▶ **SUPPLIED DATA**:
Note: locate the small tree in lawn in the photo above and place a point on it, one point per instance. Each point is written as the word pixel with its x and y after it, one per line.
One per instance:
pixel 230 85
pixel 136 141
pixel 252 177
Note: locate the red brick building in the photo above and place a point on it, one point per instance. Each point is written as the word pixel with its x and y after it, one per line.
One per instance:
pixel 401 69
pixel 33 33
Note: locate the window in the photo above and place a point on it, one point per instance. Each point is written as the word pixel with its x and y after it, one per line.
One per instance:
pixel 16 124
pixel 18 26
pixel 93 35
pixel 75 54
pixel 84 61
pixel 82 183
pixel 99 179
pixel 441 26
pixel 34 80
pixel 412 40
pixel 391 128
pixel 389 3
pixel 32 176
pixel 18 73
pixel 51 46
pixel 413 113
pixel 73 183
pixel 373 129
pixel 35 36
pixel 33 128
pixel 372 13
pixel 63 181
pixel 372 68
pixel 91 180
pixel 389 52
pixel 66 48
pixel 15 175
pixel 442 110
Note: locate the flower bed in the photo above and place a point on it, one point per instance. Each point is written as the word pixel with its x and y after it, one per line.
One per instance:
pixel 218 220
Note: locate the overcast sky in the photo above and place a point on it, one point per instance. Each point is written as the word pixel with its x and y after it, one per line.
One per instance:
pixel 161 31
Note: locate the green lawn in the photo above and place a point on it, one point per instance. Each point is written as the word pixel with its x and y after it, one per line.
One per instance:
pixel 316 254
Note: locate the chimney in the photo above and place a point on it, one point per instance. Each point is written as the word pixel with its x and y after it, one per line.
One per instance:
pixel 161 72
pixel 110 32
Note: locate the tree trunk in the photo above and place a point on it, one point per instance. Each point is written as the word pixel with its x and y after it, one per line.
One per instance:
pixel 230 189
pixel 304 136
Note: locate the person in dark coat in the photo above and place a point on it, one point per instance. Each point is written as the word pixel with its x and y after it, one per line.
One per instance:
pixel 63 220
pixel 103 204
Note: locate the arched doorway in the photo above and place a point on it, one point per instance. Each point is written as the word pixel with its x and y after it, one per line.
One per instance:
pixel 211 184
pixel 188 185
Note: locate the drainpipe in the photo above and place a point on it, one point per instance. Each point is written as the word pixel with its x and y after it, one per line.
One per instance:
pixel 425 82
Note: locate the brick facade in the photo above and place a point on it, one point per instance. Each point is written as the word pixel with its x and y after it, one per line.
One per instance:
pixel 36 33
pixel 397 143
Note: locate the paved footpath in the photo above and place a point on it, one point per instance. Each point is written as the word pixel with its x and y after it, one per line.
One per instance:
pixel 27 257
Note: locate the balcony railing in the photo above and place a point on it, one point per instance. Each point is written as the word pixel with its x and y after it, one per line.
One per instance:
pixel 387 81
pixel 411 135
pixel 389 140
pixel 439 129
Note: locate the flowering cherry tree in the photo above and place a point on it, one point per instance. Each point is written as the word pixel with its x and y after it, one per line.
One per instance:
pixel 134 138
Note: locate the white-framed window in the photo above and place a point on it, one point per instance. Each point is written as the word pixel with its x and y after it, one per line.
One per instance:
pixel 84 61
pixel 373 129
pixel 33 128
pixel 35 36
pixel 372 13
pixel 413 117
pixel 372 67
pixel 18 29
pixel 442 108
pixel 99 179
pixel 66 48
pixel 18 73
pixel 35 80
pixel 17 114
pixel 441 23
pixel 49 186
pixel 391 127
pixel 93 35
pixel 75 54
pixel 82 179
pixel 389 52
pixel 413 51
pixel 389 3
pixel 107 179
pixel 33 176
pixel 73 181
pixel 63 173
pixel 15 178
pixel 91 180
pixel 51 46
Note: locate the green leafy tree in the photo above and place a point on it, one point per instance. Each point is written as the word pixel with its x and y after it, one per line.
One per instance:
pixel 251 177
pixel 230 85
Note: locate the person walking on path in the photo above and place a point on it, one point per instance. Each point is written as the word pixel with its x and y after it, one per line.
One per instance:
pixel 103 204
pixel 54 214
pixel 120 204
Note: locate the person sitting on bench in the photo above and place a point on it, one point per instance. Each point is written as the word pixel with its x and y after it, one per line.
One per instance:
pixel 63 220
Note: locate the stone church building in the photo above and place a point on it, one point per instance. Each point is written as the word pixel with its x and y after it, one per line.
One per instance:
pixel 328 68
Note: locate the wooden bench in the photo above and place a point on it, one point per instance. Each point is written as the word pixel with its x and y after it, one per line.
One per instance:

--

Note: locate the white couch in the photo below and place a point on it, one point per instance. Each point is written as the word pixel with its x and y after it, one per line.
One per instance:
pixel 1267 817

▶ **PROBLEM DESCRIPTION**:
Rewrite the records as a two-column CSV with the headers instruction and points, one row per record, putting the record's text under instruction and its answer under points. Quote each field and turn line breaks into spaces. Begin at the line that contains "Note: locate the white-framed" and stop after the line that contains "pixel 328 68".

▶ **RESPONSE TO THE TASK**:
instruction,points
"Note: locate the white-framed window in the photo above and place a point on it, one point per instance. Each point is written as the word pixel with its x and y after it, one per line. One per instance:","pixel 84 61 pixel 373 129 pixel 33 128 pixel 35 36 pixel 372 13 pixel 413 117 pixel 372 67 pixel 18 29 pixel 442 108 pixel 99 179 pixel 66 48 pixel 18 73 pixel 35 80 pixel 17 114 pixel 441 23 pixel 49 186 pixel 391 127 pixel 93 35 pixel 75 54 pixel 82 179 pixel 389 52 pixel 413 51 pixel 389 3 pixel 107 179 pixel 33 176 pixel 73 181 pixel 63 173 pixel 15 178 pixel 91 180 pixel 51 46"
"Note: locate the green leafy tree in the photo above and place a point on it, one point per instance. Each point is written as the word pixel with its x and y after it, one per line. One per instance:","pixel 251 177 pixel 230 85"
"Note: locate the person walking on path in the photo above and place a point on it, one point per instance. Each point is written as the word pixel with its x and y after it, one per line. One per instance:","pixel 103 204 pixel 54 214 pixel 120 204"
"Note: locate the person sitting on bench in the photo above and place a point on it, one point per instance. Each point is written as the word pixel with its x and y after it, one per line. One per instance:","pixel 63 220"
"Note: locate the stone church building in the photo above and place a point on it, one point per instance. Each point is written as the word pixel with its x and y after it, one per line. One per instance:","pixel 328 68"